Aim = Update the networking post from "I have netbios" up to and including "drop is pathetic.", putting "disappointing" in place of "pathetic".

Extracted text =
However, I just wiped out and reloaded my server and have all 3 connections up and running, but it is only using the wireless connection to transfer data over to the other computer which is taking forever. Why is it picking the slowest connection, and why does it not pick the optimal and fastest line? Is there a way I can keep all 3 enabled but tell it to use wireless for internet, and firewire for LAN?

I have netbios enabled on all 3, so each computer can see the other in network places no problem. Both machines have a shared HD. I cannot figure this out.

Any help is great. Thanks!
 
I have also noticed that when my wireless is enabled, when you look at the Networking tab within the Windows Task Manager, the performance is at a constant 25% utilization. Why is it only using 1/4th of the speed available?

Edit: Also, forgot to mention, my server is running XP Pro, with two 150GB SATA HD's in a RAID 1 configuration. I can understand a slight drop in performance because data has to be written to two HDs, but this kind of drop is pathetic.

In windows, when it asks you for F6 to give drivers for a RAID, that is using a hardware based RAID and the RAID configured in the BIOS. Is there a way to setup a software based RAID within windows like for Linux? I hear software RAID is faster also.

Extracted material =
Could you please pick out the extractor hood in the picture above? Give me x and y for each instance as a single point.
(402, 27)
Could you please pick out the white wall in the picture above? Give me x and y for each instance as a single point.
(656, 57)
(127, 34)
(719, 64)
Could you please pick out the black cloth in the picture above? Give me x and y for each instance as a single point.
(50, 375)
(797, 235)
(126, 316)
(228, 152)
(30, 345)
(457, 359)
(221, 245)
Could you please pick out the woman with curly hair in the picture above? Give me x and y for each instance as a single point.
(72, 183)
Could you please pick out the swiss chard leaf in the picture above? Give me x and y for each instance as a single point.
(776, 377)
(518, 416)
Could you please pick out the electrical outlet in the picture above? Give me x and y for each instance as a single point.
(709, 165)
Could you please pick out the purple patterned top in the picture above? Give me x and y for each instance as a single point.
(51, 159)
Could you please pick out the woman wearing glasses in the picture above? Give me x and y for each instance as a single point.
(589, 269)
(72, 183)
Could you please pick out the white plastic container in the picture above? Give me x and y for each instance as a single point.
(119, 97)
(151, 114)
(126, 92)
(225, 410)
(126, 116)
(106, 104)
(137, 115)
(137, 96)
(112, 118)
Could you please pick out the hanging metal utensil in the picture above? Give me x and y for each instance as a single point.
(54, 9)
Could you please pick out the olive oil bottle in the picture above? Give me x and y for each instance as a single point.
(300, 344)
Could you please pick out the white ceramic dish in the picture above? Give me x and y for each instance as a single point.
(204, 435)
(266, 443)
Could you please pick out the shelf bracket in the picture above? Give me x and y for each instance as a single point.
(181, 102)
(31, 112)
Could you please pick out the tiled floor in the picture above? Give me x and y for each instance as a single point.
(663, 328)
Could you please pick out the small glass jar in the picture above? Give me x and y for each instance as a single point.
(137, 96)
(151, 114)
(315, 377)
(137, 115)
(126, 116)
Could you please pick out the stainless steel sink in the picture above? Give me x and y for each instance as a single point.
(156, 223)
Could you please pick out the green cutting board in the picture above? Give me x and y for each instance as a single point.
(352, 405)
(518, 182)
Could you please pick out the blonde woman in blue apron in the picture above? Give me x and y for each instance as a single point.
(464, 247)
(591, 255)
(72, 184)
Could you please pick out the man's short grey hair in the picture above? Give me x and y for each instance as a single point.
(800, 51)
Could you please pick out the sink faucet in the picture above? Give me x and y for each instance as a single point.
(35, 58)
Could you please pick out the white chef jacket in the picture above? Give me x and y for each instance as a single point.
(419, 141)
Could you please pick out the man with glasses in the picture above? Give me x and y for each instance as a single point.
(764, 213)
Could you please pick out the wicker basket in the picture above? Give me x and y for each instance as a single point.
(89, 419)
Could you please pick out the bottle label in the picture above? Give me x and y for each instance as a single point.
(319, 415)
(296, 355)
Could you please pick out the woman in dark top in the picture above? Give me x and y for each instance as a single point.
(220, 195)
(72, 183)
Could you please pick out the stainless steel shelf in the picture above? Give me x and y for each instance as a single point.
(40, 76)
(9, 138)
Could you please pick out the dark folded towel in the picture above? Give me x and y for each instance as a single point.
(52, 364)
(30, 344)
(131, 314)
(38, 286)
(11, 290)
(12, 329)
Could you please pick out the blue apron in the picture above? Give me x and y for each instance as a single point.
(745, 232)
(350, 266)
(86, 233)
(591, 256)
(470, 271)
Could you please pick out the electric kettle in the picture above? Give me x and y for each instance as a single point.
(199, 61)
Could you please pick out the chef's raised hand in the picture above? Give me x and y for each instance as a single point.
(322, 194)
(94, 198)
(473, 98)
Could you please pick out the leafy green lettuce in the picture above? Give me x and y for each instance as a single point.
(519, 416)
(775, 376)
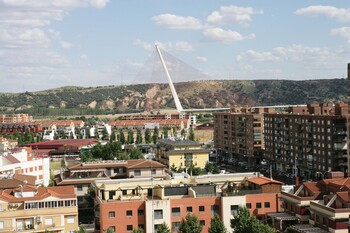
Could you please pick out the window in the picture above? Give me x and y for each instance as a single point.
(140, 212)
(158, 214)
(234, 210)
(48, 221)
(175, 212)
(70, 219)
(215, 209)
(129, 213)
(137, 172)
(175, 226)
(111, 214)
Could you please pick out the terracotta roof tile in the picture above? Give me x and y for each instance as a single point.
(40, 193)
(11, 159)
(263, 180)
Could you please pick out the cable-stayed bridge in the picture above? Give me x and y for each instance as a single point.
(165, 64)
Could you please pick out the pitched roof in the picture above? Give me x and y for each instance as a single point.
(161, 122)
(101, 164)
(64, 142)
(14, 180)
(144, 163)
(11, 159)
(40, 193)
(263, 180)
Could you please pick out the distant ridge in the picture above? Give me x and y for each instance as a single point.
(73, 100)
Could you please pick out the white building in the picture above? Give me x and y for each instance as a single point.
(21, 161)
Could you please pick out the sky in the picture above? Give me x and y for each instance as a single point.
(47, 44)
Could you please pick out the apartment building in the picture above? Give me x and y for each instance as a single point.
(22, 161)
(82, 175)
(308, 140)
(38, 209)
(21, 127)
(62, 128)
(181, 154)
(240, 133)
(324, 204)
(15, 118)
(127, 204)
(178, 124)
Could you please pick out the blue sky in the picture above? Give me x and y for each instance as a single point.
(52, 43)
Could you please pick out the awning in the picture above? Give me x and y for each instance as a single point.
(304, 228)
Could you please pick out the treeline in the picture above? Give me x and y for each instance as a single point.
(132, 98)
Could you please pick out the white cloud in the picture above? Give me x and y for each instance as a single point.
(145, 45)
(56, 3)
(224, 36)
(343, 32)
(202, 59)
(168, 46)
(183, 46)
(65, 45)
(23, 37)
(340, 14)
(26, 51)
(293, 53)
(83, 56)
(232, 15)
(256, 56)
(177, 22)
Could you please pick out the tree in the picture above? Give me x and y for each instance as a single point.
(137, 230)
(173, 168)
(216, 169)
(190, 224)
(165, 132)
(183, 133)
(174, 132)
(163, 228)
(121, 136)
(208, 167)
(155, 135)
(82, 230)
(217, 225)
(105, 135)
(139, 137)
(244, 223)
(130, 139)
(110, 230)
(87, 132)
(135, 153)
(113, 137)
(148, 138)
(96, 133)
(191, 136)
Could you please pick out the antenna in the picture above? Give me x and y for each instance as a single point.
(172, 88)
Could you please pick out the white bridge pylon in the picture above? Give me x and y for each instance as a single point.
(172, 88)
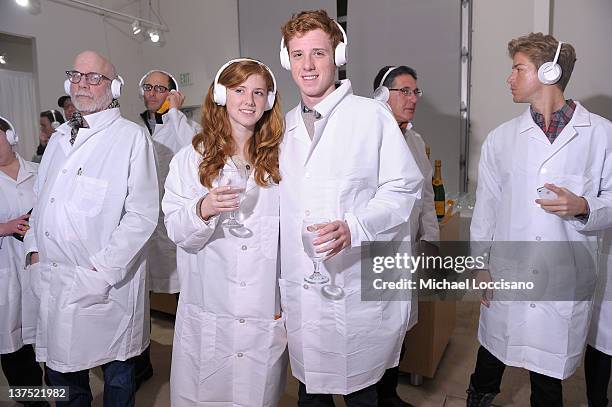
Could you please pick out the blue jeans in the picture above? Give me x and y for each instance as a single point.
(119, 385)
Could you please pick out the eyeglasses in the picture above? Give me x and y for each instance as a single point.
(409, 92)
(147, 87)
(92, 78)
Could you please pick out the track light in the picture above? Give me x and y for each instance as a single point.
(154, 35)
(136, 27)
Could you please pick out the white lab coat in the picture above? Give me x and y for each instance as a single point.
(423, 219)
(168, 138)
(17, 325)
(600, 331)
(97, 205)
(228, 347)
(357, 168)
(547, 337)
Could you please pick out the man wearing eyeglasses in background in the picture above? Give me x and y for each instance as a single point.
(170, 130)
(397, 86)
(96, 207)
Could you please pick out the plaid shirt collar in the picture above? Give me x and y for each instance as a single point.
(558, 120)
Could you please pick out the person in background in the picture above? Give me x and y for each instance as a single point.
(229, 341)
(171, 131)
(17, 307)
(97, 206)
(397, 86)
(50, 120)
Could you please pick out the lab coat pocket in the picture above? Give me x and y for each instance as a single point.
(268, 235)
(320, 197)
(88, 195)
(208, 338)
(548, 320)
(354, 194)
(577, 184)
(35, 280)
(89, 291)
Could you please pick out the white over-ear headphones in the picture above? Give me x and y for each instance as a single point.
(11, 134)
(382, 92)
(550, 72)
(340, 56)
(220, 91)
(55, 123)
(116, 86)
(141, 82)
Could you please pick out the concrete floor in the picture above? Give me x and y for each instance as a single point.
(447, 389)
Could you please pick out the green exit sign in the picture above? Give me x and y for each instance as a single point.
(185, 79)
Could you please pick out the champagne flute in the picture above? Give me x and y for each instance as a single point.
(310, 231)
(237, 179)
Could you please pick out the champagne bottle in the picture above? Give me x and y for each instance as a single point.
(439, 195)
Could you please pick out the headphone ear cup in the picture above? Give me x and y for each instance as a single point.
(219, 94)
(549, 73)
(284, 57)
(340, 54)
(382, 94)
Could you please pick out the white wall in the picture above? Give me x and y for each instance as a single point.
(203, 34)
(585, 24)
(494, 23)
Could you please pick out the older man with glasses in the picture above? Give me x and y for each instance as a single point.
(96, 207)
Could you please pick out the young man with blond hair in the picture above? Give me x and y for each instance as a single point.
(343, 158)
(558, 145)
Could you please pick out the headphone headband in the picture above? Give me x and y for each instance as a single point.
(387, 74)
(550, 72)
(11, 133)
(558, 52)
(220, 92)
(339, 51)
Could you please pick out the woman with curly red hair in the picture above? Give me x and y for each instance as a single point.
(230, 339)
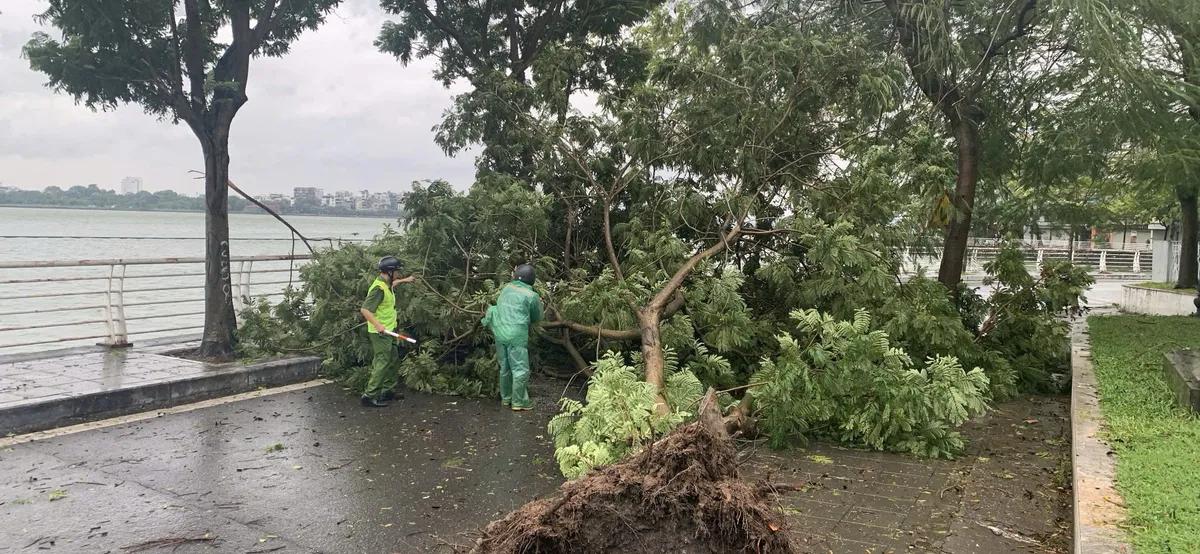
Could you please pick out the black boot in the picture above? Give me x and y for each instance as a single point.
(391, 396)
(371, 402)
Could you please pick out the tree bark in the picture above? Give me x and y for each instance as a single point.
(649, 323)
(607, 241)
(220, 319)
(1188, 232)
(949, 274)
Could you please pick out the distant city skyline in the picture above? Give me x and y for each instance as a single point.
(333, 114)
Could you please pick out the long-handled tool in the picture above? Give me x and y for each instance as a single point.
(402, 337)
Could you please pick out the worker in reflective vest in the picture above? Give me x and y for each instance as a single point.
(379, 311)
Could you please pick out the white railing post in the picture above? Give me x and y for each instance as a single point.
(235, 287)
(109, 323)
(123, 335)
(245, 281)
(114, 307)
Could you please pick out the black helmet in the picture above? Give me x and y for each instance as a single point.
(389, 265)
(525, 274)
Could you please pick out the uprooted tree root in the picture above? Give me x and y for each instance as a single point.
(682, 494)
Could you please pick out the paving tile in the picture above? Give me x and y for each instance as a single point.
(871, 487)
(118, 381)
(874, 517)
(843, 546)
(880, 504)
(78, 387)
(6, 398)
(870, 534)
(810, 525)
(799, 506)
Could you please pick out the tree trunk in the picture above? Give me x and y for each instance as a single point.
(954, 251)
(1188, 230)
(220, 319)
(649, 323)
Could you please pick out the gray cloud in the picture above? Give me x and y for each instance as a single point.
(335, 114)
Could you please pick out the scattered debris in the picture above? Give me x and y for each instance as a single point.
(167, 542)
(1009, 535)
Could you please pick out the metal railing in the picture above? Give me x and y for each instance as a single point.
(58, 302)
(1101, 260)
(1062, 244)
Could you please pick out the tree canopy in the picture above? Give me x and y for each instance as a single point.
(172, 59)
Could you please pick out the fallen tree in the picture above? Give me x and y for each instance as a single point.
(683, 491)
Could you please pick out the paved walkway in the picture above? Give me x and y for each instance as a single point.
(312, 471)
(43, 392)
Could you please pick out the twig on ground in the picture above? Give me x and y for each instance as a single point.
(166, 542)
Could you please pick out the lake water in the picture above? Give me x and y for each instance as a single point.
(57, 234)
(187, 229)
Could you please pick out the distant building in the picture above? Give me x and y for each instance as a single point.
(131, 185)
(343, 199)
(311, 196)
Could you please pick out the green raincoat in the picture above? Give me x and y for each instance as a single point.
(517, 307)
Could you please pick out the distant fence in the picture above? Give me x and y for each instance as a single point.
(1097, 260)
(111, 301)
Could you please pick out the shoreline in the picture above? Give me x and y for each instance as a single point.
(258, 212)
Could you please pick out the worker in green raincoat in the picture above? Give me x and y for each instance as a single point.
(517, 307)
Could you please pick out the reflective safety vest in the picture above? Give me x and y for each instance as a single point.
(387, 311)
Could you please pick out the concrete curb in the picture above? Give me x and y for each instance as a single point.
(229, 379)
(1098, 507)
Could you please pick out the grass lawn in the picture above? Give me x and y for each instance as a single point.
(1168, 287)
(1157, 443)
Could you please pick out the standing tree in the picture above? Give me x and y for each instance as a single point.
(141, 52)
(959, 55)
(1152, 49)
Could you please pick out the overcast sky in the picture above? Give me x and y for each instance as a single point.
(334, 114)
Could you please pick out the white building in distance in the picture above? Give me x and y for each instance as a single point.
(131, 185)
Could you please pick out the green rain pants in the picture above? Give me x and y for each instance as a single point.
(514, 374)
(384, 366)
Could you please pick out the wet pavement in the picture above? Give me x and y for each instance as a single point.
(1003, 495)
(37, 393)
(311, 471)
(307, 470)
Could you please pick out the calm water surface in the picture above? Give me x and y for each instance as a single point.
(89, 234)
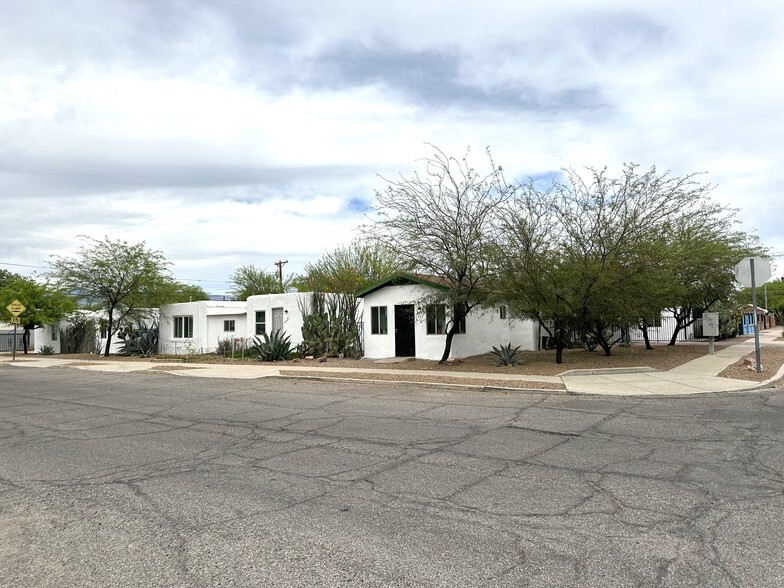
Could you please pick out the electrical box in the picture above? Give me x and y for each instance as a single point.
(710, 324)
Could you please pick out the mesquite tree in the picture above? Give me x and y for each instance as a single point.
(127, 281)
(439, 223)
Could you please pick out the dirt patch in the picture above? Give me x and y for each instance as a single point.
(537, 363)
(434, 379)
(771, 360)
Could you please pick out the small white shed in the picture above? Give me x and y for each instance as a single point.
(399, 322)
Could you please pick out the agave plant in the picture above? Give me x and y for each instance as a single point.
(273, 347)
(141, 340)
(506, 354)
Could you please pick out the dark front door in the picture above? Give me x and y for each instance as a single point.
(404, 331)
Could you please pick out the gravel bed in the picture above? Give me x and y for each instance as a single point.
(771, 360)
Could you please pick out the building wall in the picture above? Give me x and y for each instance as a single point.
(484, 327)
(208, 317)
(292, 315)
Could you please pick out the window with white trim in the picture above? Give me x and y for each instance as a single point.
(435, 316)
(183, 327)
(378, 320)
(261, 322)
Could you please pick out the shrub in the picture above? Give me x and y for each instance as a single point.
(274, 347)
(231, 345)
(506, 355)
(330, 326)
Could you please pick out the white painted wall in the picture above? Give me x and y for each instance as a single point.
(484, 328)
(208, 317)
(292, 316)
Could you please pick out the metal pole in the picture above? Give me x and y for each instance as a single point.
(754, 304)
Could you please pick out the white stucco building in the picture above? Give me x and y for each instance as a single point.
(199, 326)
(398, 324)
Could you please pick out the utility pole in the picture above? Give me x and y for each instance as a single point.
(280, 265)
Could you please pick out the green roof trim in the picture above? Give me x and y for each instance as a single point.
(403, 279)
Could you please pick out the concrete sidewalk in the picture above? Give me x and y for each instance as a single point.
(694, 377)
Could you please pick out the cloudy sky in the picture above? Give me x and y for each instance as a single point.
(249, 131)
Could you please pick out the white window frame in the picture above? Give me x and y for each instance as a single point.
(183, 327)
(379, 320)
(261, 322)
(435, 314)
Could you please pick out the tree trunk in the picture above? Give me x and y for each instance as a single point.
(644, 329)
(448, 343)
(602, 341)
(678, 328)
(109, 325)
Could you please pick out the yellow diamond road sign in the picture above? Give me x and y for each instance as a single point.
(16, 308)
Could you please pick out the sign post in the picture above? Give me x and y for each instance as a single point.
(710, 328)
(749, 272)
(15, 308)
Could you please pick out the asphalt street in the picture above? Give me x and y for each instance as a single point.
(151, 479)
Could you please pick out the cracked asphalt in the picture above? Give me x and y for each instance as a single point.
(154, 480)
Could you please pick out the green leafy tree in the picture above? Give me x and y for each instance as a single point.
(250, 280)
(439, 223)
(703, 250)
(44, 304)
(596, 254)
(127, 281)
(775, 295)
(349, 269)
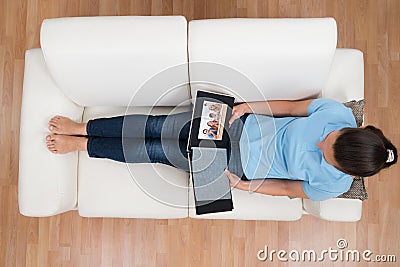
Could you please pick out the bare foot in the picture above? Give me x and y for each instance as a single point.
(62, 144)
(63, 125)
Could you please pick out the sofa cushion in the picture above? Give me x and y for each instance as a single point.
(256, 59)
(254, 206)
(140, 61)
(357, 189)
(113, 189)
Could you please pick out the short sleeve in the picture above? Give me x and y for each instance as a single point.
(316, 194)
(323, 104)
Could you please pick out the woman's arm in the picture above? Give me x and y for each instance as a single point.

Task response =
I have netbios enabled on all 3, so each computer can see the other in network places no problem. Both machines have a shared HD. I cannot figure this out.

Any help is great. Thanks!
 
I have also noticed that when my wireless is enabled, when you look at the Networking tab within the Windows Task Manager, the performance is at a constant 25% utilization. Why is it only using 1/4th of the speed available?

Edit: Also, forgot to mention, my server is running XP Pro, with two 150GB SATA HD's in a RAID 1 configuration. I can understand a slight drop in performance because data has to be written to two HDs, but this kind of drop is disappointing.